:: Source material

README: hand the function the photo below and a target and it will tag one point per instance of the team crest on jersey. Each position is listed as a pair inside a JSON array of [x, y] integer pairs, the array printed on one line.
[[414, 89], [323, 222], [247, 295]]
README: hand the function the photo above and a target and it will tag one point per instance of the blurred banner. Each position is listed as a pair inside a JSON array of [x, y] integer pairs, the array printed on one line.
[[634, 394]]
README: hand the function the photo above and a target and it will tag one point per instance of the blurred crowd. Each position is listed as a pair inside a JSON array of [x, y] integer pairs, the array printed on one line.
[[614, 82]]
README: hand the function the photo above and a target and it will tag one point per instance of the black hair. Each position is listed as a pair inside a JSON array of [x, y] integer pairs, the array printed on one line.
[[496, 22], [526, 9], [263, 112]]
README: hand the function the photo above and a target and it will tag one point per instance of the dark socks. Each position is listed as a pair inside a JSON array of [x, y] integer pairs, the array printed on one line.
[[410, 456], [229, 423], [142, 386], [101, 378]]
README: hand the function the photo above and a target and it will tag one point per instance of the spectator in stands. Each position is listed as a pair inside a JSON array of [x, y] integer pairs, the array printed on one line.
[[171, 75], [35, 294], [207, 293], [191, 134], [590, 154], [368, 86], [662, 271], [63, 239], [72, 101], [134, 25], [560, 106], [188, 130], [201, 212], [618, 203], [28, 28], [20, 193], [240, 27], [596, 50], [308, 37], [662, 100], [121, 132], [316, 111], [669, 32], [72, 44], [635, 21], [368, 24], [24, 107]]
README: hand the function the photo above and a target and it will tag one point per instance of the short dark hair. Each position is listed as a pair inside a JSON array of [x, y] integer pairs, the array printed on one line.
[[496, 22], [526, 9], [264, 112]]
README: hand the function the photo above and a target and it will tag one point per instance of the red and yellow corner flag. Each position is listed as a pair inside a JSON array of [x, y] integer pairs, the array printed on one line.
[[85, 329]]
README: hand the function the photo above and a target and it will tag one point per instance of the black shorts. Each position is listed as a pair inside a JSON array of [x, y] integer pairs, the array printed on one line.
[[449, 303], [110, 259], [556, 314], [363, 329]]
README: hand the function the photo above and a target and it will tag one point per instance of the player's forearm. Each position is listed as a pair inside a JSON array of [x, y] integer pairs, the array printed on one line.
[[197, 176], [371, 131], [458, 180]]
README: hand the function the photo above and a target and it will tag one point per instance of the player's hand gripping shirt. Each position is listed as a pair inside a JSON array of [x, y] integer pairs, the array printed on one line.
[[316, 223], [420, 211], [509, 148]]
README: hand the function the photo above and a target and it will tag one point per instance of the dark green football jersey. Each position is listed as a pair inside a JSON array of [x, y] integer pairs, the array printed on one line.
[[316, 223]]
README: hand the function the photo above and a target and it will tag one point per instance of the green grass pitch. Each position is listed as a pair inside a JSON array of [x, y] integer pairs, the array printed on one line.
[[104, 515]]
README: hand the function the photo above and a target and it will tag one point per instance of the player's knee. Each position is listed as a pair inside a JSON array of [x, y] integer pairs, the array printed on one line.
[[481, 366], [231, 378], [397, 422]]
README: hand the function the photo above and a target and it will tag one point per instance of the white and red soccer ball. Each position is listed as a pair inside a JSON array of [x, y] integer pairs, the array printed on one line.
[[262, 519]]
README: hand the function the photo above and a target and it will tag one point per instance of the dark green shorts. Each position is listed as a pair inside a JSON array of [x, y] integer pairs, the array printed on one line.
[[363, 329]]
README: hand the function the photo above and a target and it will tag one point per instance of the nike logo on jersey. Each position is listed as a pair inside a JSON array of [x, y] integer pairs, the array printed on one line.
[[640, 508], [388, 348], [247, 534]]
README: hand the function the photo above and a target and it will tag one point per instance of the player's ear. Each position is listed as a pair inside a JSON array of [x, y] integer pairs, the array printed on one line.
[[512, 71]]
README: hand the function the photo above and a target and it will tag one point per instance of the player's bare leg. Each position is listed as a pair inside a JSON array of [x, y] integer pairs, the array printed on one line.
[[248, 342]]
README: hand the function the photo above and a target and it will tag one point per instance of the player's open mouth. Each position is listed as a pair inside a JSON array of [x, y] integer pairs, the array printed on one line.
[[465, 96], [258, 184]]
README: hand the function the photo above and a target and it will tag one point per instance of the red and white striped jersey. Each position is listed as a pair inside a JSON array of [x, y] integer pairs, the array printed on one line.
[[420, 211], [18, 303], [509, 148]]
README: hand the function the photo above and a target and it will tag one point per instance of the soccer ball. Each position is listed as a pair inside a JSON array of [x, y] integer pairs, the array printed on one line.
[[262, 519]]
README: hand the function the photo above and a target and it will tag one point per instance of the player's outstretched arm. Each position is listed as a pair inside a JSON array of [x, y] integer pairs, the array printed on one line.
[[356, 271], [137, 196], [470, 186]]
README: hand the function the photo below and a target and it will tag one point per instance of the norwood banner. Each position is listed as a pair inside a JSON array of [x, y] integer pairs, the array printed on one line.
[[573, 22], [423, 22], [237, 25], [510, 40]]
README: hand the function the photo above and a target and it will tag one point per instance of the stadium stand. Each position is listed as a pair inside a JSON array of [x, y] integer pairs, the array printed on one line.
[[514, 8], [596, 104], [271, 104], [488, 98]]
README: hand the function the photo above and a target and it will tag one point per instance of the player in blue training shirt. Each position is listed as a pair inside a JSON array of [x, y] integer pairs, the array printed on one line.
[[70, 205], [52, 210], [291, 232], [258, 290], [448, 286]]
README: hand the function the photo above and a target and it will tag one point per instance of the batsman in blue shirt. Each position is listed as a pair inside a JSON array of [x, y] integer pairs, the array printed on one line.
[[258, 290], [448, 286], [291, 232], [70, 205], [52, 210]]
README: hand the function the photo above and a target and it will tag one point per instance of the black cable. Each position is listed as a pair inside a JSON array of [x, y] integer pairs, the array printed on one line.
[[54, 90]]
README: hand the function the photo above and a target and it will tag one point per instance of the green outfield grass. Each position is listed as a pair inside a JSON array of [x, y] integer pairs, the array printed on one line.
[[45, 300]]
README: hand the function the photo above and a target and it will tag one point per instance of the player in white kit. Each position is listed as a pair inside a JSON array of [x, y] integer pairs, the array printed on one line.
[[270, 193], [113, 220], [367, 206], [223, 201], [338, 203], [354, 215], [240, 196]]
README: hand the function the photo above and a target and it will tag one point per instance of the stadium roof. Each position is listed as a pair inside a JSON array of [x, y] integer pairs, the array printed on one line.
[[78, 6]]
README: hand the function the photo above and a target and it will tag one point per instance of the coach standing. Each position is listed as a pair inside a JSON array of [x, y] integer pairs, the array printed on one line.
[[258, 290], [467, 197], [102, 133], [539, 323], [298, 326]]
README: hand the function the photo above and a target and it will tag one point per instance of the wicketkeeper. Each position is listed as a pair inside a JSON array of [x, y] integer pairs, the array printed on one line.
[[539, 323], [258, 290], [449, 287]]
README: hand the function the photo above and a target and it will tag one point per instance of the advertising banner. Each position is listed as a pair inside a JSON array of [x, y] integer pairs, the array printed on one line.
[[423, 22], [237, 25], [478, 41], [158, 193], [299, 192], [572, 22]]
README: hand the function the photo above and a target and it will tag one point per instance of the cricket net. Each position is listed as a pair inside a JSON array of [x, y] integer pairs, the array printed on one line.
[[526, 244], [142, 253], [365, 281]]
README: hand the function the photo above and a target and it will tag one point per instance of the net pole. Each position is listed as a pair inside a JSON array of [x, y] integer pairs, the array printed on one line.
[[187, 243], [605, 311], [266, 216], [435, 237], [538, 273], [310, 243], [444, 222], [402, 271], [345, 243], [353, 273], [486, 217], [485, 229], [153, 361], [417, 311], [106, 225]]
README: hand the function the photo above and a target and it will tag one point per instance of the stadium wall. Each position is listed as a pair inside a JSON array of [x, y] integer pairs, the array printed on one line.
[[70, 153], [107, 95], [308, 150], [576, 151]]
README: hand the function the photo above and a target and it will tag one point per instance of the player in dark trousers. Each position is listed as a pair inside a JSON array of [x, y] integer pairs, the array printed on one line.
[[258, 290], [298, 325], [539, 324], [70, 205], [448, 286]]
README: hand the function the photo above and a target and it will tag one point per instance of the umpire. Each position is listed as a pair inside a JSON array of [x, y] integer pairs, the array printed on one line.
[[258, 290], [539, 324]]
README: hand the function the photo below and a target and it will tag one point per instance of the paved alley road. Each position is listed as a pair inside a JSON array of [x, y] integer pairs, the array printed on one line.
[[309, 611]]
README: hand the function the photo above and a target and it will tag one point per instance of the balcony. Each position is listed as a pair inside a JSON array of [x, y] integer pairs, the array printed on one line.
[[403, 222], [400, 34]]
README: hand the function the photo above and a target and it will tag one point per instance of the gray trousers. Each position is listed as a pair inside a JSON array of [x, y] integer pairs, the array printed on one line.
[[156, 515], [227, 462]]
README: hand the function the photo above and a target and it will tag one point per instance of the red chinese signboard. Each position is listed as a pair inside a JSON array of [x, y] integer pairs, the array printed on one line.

::::

Written task - Reproduce the material from the line with "the blurred banner." to the line with "[[634, 394]]", substituting "tool" for "function" and leaving everything else unchanged.

Exercise output -
README: hand the tool the photo above and a target and it will tag one point per instance of the blurred banner. Each position is listed as a pair inside a JSON array of [x, y] integer pairs, the array printed on one line.
[[634, 394]]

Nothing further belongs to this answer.